- _SELECTION_
Requires: features = ["wasm-tools"]

oxide_agent::wasm::WasmTool loads and executes tool logic from .wasm binaries via wasmtime. Each tool runs in a fully sandboxed environment with no access to the host filesystem, network, or process state.

ABI contract for the .wasm module:

Export	Signature	Responsibility
`memory`	linear memory	Default memory export
`alloc`	`(size: i32) -> i32`	Allocate `size` bytes, return pointer
`tool_call`	`(ptr: i32, len: i32) -> i32`	Receive JSON args, return pointer to null-terminated JSON result

When the wasm-tools feature is disabled, WasmTool::from_file returns a descriptive Err pointing to the feature flag. See examples/wasm_tool.rs.

Mojo Interoperability

Requires: features = ["mojo-interop"]

oxide_agent::mojo::MojoEmbedder offloads batch embedding to an external Mojo-compiled binary via a JSON line protocol over stdin/stdout.

Protocol:

stdin  → {"texts": ["hello", "world"]}
stdout ← {"embeddings": [[0.1, 0.2, ...], [0.3, 0.4, ...]]}

Useful when a compiled Mojo kernel outperforms the Ollama HTTP round-trip for your embedding workload, or when you need to embed very large corpora in batch. See examples/mojo_embedder.rs.

Error Handling

All fallible operations return Result<_, OxideError>:

Variant	Cause
`OxideError::Http(reqwest::Error)`	Network or transport failure
`OxideError::ApiError(status, body)`	Non-2xx response from Ollama
`OxideError::Serde(serde_json::Error)`	JSON parse failure
`OxideError::Other(String)`	All other errors (WASM, Mojo, tool dispatch)

OxideError implements std::error::Error and integrates with anyhow and thiserror.

Architecture

oxide-agent/
├── src/
│   ├── client/     # OllamaClient trait + HttpOllamaClient (reqwest + NDJSON streaming)
│   ├── types/      # Shared request/response structs (Generate, Chat, Embed, Tags)

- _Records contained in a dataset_
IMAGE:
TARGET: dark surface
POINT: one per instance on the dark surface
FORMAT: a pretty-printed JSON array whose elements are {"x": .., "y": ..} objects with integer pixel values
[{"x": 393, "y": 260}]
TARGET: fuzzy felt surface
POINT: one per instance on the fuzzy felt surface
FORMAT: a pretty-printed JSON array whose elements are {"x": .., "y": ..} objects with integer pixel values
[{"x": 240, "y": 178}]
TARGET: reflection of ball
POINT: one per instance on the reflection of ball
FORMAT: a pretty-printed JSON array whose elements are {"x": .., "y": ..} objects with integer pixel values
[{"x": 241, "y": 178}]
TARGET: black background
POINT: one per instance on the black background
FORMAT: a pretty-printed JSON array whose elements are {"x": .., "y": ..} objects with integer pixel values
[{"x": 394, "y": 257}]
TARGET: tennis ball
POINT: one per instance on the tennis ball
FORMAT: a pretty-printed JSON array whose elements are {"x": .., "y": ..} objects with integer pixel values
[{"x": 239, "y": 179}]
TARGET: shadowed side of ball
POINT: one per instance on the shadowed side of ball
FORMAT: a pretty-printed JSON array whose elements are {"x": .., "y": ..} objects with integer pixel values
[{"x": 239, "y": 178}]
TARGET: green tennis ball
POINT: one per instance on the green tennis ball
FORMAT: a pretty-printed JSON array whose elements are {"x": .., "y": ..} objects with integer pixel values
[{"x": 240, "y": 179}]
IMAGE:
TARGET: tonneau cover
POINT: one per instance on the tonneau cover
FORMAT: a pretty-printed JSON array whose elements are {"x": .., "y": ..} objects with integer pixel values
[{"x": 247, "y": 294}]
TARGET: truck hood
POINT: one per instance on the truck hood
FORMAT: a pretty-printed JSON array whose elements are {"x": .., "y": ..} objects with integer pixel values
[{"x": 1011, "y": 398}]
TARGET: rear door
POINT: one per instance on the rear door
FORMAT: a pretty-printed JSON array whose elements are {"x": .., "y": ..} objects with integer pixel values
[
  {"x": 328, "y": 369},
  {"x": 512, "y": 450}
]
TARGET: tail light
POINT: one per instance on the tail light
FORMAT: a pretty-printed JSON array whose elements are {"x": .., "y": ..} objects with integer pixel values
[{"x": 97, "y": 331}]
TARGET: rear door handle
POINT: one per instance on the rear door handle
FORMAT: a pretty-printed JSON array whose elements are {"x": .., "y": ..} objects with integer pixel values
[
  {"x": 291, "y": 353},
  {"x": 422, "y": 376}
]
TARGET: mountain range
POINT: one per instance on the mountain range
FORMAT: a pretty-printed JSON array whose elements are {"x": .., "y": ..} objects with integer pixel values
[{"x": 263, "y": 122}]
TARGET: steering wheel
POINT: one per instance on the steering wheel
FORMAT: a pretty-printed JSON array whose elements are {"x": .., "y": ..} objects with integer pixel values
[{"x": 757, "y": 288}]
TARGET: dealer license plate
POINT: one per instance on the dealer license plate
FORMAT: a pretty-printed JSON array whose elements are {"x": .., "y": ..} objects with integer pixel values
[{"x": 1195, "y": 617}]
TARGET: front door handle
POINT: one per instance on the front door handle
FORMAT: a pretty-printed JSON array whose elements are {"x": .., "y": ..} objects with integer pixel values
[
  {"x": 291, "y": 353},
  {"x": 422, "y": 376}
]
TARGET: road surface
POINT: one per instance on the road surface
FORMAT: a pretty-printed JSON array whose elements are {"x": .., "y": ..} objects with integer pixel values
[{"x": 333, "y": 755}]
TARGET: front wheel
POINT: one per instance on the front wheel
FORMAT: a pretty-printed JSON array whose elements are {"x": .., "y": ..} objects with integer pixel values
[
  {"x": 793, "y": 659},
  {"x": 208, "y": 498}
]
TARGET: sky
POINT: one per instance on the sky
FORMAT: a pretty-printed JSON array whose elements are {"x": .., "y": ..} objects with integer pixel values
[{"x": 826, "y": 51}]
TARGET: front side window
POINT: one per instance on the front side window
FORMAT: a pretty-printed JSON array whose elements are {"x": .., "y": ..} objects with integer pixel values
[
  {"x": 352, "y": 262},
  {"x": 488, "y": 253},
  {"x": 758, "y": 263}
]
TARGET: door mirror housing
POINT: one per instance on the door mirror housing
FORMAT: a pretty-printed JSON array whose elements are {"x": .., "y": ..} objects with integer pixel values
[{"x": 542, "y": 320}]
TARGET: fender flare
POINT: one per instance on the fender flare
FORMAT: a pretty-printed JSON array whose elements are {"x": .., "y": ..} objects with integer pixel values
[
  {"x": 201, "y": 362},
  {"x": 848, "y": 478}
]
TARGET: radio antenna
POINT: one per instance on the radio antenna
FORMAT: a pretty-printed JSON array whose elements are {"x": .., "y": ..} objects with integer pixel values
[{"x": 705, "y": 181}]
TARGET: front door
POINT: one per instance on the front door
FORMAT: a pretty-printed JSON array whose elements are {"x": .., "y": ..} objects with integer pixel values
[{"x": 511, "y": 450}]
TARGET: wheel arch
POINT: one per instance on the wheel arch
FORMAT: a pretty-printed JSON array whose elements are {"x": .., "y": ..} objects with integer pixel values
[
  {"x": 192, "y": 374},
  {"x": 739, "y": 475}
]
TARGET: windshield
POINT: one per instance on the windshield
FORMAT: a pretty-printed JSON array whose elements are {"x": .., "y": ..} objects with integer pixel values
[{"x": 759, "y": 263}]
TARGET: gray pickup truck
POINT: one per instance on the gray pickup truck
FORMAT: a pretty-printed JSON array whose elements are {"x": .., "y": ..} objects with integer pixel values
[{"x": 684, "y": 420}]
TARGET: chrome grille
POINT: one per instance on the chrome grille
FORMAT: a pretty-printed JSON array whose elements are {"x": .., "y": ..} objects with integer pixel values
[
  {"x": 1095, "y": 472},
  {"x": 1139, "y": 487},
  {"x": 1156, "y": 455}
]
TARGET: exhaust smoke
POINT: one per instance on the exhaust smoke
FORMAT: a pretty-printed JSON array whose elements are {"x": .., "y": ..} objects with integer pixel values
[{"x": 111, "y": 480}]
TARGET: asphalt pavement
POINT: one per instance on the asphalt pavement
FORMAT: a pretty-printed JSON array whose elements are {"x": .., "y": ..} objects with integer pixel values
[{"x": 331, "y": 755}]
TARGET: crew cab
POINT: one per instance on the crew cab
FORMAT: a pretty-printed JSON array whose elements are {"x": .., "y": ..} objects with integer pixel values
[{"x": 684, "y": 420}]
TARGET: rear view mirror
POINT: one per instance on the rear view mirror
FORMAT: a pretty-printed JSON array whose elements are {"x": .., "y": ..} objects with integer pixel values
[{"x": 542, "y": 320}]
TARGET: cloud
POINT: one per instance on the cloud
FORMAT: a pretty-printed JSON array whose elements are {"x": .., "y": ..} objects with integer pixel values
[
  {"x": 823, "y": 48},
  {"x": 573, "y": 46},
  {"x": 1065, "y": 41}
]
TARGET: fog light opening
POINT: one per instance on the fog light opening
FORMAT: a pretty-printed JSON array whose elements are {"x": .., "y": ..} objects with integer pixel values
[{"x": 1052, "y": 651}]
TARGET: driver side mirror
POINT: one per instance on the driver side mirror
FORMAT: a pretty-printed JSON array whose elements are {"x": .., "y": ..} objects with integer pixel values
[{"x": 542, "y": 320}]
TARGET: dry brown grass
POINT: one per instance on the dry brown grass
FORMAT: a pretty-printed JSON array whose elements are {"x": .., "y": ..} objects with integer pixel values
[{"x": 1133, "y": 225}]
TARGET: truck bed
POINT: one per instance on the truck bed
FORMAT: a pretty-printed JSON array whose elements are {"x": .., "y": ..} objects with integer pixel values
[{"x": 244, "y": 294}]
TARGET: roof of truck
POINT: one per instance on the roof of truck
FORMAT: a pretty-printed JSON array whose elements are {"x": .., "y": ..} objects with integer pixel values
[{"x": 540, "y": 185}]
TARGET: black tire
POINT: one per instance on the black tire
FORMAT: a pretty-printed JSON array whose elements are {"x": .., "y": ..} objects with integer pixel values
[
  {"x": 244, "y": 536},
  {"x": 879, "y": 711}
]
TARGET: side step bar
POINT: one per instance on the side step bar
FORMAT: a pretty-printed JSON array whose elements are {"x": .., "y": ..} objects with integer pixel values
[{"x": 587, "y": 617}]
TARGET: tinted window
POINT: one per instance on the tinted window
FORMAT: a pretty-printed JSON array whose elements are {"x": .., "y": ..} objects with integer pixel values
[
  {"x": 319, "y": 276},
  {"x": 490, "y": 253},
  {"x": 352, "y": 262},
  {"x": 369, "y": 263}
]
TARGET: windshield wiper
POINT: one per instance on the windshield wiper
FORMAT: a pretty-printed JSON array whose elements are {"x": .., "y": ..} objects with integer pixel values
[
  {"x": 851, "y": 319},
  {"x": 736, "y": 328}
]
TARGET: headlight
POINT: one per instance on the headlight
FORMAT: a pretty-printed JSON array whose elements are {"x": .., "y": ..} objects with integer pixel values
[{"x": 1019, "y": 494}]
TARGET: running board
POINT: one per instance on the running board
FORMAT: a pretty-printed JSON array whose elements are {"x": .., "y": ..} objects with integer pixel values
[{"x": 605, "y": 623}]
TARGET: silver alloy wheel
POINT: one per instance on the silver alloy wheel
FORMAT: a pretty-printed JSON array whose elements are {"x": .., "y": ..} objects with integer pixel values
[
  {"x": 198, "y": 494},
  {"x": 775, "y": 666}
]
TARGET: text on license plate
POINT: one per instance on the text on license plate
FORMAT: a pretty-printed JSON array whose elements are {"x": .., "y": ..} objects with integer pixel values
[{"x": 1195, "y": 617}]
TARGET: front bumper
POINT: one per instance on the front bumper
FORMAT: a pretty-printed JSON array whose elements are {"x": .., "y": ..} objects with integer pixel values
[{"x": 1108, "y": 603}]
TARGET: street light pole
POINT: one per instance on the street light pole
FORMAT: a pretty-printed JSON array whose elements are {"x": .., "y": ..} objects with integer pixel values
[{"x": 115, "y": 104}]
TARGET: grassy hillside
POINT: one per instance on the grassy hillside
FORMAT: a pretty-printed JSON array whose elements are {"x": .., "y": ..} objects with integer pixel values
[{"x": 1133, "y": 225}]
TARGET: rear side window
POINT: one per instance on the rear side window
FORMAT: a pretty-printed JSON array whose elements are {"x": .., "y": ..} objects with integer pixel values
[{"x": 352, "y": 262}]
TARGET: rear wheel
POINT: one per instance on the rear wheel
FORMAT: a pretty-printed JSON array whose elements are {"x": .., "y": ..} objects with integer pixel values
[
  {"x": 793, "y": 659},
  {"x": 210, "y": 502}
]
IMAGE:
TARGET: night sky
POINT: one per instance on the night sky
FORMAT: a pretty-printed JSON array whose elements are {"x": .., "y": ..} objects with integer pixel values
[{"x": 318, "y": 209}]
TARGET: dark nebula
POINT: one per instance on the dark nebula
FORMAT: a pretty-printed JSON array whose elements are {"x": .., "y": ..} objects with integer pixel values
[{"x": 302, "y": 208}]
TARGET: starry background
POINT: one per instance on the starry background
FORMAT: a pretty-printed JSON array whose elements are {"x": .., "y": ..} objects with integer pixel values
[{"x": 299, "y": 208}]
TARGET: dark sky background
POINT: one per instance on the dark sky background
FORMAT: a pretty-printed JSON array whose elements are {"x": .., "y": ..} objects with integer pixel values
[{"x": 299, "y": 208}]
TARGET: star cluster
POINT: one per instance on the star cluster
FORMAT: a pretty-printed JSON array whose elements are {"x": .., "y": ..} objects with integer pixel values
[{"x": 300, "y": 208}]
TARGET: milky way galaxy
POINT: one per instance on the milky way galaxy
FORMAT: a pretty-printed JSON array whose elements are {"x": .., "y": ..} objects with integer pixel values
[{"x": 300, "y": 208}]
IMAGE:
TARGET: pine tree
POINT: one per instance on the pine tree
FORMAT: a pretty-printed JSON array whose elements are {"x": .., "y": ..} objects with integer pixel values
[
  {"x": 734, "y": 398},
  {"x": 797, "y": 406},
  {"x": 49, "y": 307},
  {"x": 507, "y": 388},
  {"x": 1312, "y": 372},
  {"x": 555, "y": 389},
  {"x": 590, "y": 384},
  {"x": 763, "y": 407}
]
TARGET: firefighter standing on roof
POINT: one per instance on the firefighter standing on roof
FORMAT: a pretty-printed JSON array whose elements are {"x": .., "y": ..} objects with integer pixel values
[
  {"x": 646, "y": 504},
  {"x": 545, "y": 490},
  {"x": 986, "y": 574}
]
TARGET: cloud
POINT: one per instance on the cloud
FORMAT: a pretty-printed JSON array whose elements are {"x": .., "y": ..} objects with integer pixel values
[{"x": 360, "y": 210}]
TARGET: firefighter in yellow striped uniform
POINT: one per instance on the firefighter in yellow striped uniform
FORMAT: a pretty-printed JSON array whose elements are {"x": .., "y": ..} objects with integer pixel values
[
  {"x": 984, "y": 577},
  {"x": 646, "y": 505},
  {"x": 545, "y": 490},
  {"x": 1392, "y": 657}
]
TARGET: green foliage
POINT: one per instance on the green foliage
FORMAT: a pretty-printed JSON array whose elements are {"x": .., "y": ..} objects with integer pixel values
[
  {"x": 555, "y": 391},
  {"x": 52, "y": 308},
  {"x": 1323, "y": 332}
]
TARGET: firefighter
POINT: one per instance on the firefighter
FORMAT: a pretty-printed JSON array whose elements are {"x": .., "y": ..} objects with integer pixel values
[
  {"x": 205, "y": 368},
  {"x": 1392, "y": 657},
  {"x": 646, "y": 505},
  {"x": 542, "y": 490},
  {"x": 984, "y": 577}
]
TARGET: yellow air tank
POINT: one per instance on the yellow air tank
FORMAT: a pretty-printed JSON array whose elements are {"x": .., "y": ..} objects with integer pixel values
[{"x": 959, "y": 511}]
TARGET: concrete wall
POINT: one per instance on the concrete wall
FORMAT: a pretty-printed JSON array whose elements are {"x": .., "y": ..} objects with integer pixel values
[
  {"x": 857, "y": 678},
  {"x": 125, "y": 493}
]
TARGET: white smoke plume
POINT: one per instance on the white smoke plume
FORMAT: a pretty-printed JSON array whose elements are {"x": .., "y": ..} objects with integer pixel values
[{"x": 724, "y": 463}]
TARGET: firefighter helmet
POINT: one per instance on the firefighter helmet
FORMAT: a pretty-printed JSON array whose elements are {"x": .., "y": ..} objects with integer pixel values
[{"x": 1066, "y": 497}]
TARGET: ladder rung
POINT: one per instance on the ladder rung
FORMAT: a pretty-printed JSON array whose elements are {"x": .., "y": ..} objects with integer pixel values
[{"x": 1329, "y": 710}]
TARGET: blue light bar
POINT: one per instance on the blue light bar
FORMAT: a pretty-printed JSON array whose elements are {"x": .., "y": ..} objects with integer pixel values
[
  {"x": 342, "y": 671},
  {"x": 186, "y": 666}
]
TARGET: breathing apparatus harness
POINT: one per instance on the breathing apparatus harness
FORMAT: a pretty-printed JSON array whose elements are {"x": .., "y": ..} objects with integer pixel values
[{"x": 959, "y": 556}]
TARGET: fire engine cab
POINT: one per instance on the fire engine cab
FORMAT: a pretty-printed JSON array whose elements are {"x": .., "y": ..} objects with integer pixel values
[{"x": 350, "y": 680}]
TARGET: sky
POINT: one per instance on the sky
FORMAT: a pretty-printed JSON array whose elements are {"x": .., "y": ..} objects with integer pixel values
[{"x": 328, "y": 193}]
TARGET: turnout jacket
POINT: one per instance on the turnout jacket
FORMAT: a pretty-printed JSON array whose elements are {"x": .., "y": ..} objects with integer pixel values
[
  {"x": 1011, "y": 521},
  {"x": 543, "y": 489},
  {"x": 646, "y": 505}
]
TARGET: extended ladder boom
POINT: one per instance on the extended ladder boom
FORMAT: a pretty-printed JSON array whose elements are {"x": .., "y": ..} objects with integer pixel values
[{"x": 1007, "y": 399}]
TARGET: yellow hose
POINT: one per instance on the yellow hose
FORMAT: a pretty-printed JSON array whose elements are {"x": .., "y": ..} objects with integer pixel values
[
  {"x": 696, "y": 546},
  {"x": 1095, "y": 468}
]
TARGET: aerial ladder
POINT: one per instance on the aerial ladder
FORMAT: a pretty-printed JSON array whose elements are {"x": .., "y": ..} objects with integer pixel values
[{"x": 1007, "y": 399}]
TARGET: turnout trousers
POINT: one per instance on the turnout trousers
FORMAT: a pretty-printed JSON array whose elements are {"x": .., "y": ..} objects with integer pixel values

- _WHAT IS BEING ASKED_
Reproduce the passage of the documentation starting with "All fallible operations" and going on through "anyhow and thiserror.", substituting "fault" for "failure".

- _THE REPLY_
All fallible operations return Result<_, OxideError>:

Variant	Cause
`OxideError::Http(reqwest::Error)`	Network or transport fault
`OxideError::ApiError(status, body)`	Non-2xx response from Ollama
`OxideError::Serde(serde_json::Error)`	JSON parse fault
`OxideError::Other(String)`	All other errors (WASM, Mojo, tool dispatch)

OxideError implements std::error::Error and integrates with anyhow and thiserror.